» **PROBLEM DETAILS**
The records should be repeated word for word, pictures excluded.

Stored data:
--------------------

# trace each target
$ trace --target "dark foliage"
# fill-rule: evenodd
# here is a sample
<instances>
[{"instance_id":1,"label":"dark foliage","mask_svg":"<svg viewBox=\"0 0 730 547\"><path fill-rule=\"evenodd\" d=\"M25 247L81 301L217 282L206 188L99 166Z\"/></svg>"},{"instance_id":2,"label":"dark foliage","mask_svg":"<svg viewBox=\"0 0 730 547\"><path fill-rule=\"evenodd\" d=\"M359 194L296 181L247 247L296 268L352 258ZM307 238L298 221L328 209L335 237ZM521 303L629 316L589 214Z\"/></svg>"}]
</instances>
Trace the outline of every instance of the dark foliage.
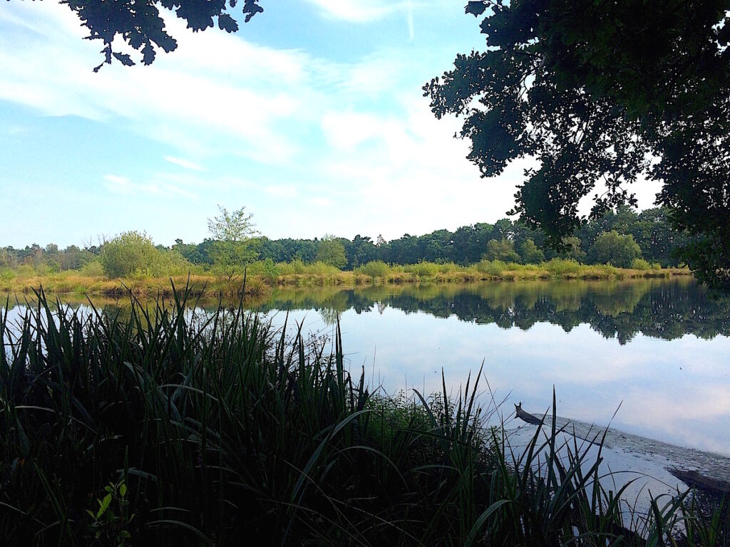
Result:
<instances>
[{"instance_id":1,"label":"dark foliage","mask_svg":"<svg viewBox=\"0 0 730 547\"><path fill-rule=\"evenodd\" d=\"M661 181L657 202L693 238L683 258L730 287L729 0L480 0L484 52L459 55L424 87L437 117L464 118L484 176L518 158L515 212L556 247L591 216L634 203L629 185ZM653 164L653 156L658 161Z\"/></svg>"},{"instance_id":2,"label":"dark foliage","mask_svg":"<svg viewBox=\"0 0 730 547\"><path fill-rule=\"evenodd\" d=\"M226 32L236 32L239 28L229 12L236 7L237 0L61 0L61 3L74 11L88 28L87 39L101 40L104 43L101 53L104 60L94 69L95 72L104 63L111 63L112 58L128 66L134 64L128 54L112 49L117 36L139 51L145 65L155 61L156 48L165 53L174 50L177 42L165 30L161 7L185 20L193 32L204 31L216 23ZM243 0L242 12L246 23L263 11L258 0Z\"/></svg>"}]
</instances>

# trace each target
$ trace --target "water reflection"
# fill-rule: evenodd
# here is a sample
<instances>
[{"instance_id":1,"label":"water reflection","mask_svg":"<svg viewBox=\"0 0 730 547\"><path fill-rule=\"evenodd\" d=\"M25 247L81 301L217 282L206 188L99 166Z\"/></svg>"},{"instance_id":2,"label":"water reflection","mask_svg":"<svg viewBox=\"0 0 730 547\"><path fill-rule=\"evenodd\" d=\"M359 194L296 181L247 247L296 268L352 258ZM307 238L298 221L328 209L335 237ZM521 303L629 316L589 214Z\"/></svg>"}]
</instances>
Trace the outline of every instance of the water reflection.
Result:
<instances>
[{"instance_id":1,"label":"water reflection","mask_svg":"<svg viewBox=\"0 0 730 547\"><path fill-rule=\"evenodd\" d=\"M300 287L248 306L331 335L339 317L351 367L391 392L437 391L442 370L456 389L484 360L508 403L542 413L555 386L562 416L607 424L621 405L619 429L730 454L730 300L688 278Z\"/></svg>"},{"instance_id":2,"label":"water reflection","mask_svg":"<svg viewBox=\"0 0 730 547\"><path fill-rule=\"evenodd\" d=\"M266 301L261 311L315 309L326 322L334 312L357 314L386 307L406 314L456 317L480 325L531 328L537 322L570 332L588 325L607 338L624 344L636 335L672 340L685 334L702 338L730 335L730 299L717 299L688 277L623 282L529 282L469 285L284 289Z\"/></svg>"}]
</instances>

--------------------

» **TASK OUTPUT**
# trace each target
$ trace --target "dark foliage"
# fill-rule: evenodd
# here is a sample
<instances>
[{"instance_id":1,"label":"dark foliage","mask_svg":"<svg viewBox=\"0 0 730 547\"><path fill-rule=\"evenodd\" d=\"M25 247L81 301L217 282L206 188L99 166Z\"/></svg>"},{"instance_id":2,"label":"dark foliage","mask_svg":"<svg viewBox=\"0 0 730 547\"><path fill-rule=\"evenodd\" d=\"M359 194L296 181L247 247L296 268L352 258ZM307 238L298 221L328 209L335 237ZM521 303L629 316L589 214Z\"/></svg>"}]
</instances>
Trace the outline of every instance of the dark foliage.
Result:
<instances>
[{"instance_id":1,"label":"dark foliage","mask_svg":"<svg viewBox=\"0 0 730 547\"><path fill-rule=\"evenodd\" d=\"M661 181L657 202L693 238L683 258L730 287L729 0L480 0L484 52L459 55L424 87L437 117L464 118L484 176L518 158L515 212L556 247L591 216L634 203L629 185ZM653 164L653 156L658 161Z\"/></svg>"},{"instance_id":2,"label":"dark foliage","mask_svg":"<svg viewBox=\"0 0 730 547\"><path fill-rule=\"evenodd\" d=\"M226 32L236 32L239 28L229 12L236 7L237 0L61 0L61 3L74 11L88 28L87 39L101 40L104 43L101 53L104 60L94 69L95 72L104 63L111 63L112 58L128 66L134 64L128 54L112 49L117 36L139 51L145 65L155 61L156 48L165 53L174 50L177 42L165 30L161 7L185 20L193 32L204 31L216 23ZM243 0L242 12L246 23L263 11L258 0Z\"/></svg>"}]
</instances>

# trace each target
$ trace --target "water reflection"
# fill-rule: evenodd
# here is a sample
<instances>
[{"instance_id":1,"label":"water reflection","mask_svg":"<svg viewBox=\"0 0 730 547\"><path fill-rule=\"evenodd\" d=\"M25 247L81 301L217 282L206 188L99 166Z\"/></svg>"},{"instance_id":2,"label":"water reflection","mask_svg":"<svg viewBox=\"0 0 730 547\"><path fill-rule=\"evenodd\" d=\"M359 194L296 181L247 247L296 268L352 258ZM307 238L298 221L328 209L335 237ZM521 303L629 316L589 214Z\"/></svg>"}]
</instances>
Trace the outline of every instance of the water reflection.
Result:
<instances>
[{"instance_id":1,"label":"water reflection","mask_svg":"<svg viewBox=\"0 0 730 547\"><path fill-rule=\"evenodd\" d=\"M300 287L248 306L331 335L339 317L351 367L391 392L437 391L442 370L456 389L484 360L508 403L542 413L555 386L562 416L607 424L621 405L619 429L730 454L730 300L688 278Z\"/></svg>"},{"instance_id":2,"label":"water reflection","mask_svg":"<svg viewBox=\"0 0 730 547\"><path fill-rule=\"evenodd\" d=\"M266 301L261 311L315 309L326 322L334 312L357 314L386 307L406 314L456 317L480 325L531 328L537 322L570 332L588 325L607 338L624 344L636 335L672 340L685 334L702 338L730 335L730 299L717 299L688 277L623 282L529 282L469 285L284 289Z\"/></svg>"}]
</instances>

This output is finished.